### Provided text
⁂

DVD PICK OF THE WEEK: ROSEMARY’S BABY (The Criterion Collection)

Not just a perfect horror movie but a perfect movie, Roman Polanski’s peerless 1968 adaptation of Ira Levin’s bestseller kicked off Hollywood’s demonology cycle and remains a landmark in the genre.
Mia Farrow and John Cassavetes play Rosemary and Guy Woodhouse, a young couple who move into an apartment at the Bramford in New York City and are befriended by elderly neighbors Roman and Minnie Castavet (Sidney Blackmer and Ruth Gordon, who won the Oscar as Best Supporting Actress). Rosemary becomes pregnant but begins to suspect that something’s wrong — that her unborn child is the target of a latter-day witches’ coven.
That the story is rooted in everyday reality is a key component of the impact of both book and film; the evil is palpable because it’s cloaked in banality. Polanski has always had a penchant for paranoia, and it’s in maximum effect here.
Rosemary’s Baby has lost none of its dark power or its dark humor (a trademark of both Levin and Polanski).

⁂

Raw records
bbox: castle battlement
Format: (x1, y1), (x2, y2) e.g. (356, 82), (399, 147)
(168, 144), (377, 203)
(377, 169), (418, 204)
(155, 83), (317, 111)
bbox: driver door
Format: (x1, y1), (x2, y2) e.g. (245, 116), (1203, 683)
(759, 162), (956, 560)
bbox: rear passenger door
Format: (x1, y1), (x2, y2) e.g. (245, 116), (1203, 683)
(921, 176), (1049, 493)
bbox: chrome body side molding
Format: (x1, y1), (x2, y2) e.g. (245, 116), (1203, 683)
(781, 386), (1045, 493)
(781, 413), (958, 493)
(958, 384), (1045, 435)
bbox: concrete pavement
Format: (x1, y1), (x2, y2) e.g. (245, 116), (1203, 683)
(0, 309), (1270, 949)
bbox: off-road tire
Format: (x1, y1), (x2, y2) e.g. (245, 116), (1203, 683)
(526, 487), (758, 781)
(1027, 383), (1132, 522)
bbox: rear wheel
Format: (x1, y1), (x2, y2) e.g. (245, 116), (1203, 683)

⁂

### Given problem
Repeat the Rosemary's Baby review word for word, everything from "Mia Farrow and" down to "maximum effect here.". The records have no connection to the review.

### Output of the task
Mia Farrow and John Cassavetes play Rosemary and Guy Woodhouse, a young couple who move into an apartment at the Bramford in New York City and are befriended by elderly neighbors Roman and Minnie Castavet (Sidney Blackmer and Ruth Gordon, who won the Oscar as Best Supporting Actress). Rosemary becomes pregnant but begins to suspect that something’s wrong — that her unborn child is the target of a latter-day witches’ coven.
That the story is rooted in everyday reality is a key component of the impact of both book and film; the evil is palpable because it’s cloaked in banality. Polanski has always had a penchant for paranoia, and it’s in maximum effect here.